* ACTIVITY: Begin with the line containing "Target: shrub" and copy every line after it to the end of the entries, exactly, leaving out the lines before it.

* DATASET EXCERPTS:
=== Section Start ===
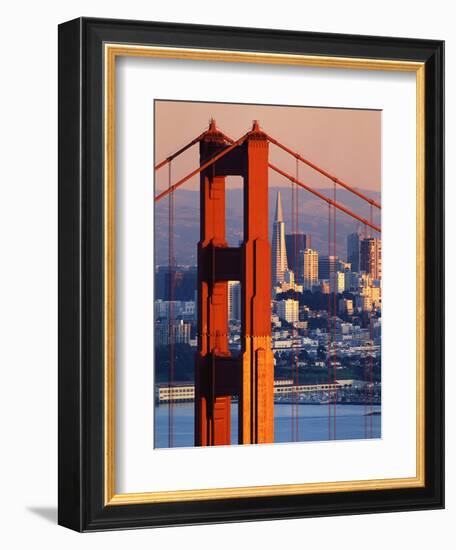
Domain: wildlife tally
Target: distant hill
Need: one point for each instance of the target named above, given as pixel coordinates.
(313, 219)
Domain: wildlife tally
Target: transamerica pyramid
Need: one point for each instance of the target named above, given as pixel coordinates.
(279, 251)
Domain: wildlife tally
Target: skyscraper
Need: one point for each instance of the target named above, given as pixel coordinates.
(327, 265)
(371, 257)
(295, 244)
(234, 300)
(279, 251)
(310, 271)
(353, 251)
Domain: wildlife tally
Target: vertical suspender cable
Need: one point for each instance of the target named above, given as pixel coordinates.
(329, 328)
(171, 328)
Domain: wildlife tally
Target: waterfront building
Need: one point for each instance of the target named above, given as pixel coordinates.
(279, 251)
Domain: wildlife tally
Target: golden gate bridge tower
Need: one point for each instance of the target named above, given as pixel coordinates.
(218, 374)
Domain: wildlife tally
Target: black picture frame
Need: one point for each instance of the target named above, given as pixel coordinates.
(81, 401)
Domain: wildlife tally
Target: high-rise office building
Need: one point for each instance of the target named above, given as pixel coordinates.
(371, 257)
(353, 251)
(310, 268)
(279, 251)
(180, 332)
(327, 265)
(234, 300)
(288, 310)
(295, 244)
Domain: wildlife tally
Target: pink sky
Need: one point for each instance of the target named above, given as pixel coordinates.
(345, 142)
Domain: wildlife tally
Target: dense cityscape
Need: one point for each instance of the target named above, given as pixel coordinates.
(325, 316)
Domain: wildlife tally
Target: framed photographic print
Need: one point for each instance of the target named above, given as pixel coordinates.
(250, 274)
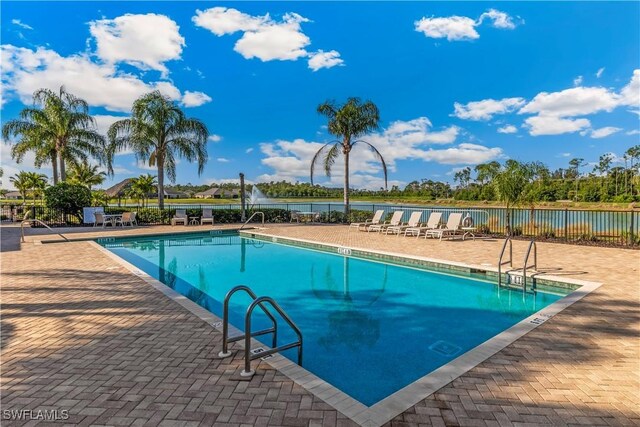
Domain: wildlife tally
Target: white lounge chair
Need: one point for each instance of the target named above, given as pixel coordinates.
(432, 223)
(414, 221)
(453, 224)
(180, 216)
(207, 216)
(377, 217)
(396, 219)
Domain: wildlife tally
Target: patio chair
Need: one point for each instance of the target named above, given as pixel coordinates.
(414, 221)
(396, 219)
(101, 220)
(180, 216)
(452, 227)
(432, 223)
(377, 217)
(127, 218)
(207, 216)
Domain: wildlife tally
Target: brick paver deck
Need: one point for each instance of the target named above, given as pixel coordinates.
(81, 333)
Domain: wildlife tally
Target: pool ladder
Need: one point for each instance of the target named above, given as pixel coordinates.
(526, 266)
(256, 302)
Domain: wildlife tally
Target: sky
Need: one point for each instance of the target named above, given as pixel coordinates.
(457, 84)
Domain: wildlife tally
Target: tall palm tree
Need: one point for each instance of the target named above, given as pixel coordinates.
(58, 128)
(158, 131)
(22, 181)
(83, 173)
(348, 122)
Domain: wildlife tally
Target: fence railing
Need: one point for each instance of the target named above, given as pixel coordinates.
(583, 226)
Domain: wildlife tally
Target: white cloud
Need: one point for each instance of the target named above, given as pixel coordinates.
(25, 71)
(508, 129)
(604, 132)
(455, 28)
(572, 102)
(499, 19)
(194, 99)
(21, 24)
(402, 140)
(552, 125)
(487, 108)
(145, 41)
(322, 59)
(265, 38)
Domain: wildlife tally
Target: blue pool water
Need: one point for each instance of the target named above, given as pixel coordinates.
(369, 328)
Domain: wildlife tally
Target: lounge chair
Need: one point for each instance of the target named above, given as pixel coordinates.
(101, 220)
(377, 217)
(414, 221)
(453, 224)
(207, 216)
(180, 216)
(127, 218)
(432, 223)
(396, 219)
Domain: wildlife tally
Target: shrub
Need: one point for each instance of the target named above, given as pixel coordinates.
(69, 198)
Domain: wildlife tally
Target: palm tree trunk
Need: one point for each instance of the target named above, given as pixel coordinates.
(160, 163)
(54, 166)
(63, 173)
(346, 185)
=== Section End ===
* OUTPUT BELOW:
Target: shrub
Need: one point for each instance of the target named above, given as pixel coordinates.
(69, 198)
Domain: wildlife tally
Target: palm tree trunk
Need: one point for each instance of the target named above, given as pixel coordinates.
(160, 163)
(54, 166)
(63, 173)
(346, 185)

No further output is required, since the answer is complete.